Source data:
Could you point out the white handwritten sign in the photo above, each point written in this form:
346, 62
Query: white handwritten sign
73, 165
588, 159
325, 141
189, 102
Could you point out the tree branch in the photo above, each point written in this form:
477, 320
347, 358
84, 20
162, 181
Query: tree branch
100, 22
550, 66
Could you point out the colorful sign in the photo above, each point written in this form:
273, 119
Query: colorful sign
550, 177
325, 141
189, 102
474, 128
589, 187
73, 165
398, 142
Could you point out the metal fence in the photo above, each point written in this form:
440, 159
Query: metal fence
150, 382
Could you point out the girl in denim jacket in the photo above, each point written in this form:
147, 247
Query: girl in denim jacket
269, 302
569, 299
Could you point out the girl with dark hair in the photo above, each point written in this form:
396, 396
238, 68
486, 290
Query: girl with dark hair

TASK ITEM:
Print all of the entries again, exactly as written.

TASK OUTPUT:
Could you point out the white handwritten sign in the photo above, each point written in this form:
346, 62
Query: white handwritten sign
73, 165
588, 159
325, 141
189, 102
Could you point out the tree branch in the photo above, each point written in this form:
477, 320
347, 358
84, 20
162, 181
Query: tree branch
100, 22
550, 66
Could you point out the colorful sign in the photo above, each point written in this form:
273, 119
Query: colorful sign
550, 177
325, 141
189, 102
474, 128
589, 187
73, 165
398, 142
Could you point out the metal fence in the photo above, each point written in this form:
440, 159
Query: metal fence
150, 382
Could you point out the girl in denim jacket in the photo above, each point written in this form:
147, 247
Query: girl in denim jacket
269, 302
569, 299
Could you point out the girl with dark hair in the photo above, each point written in this form:
396, 396
238, 68
486, 290
Query: girl with dark hair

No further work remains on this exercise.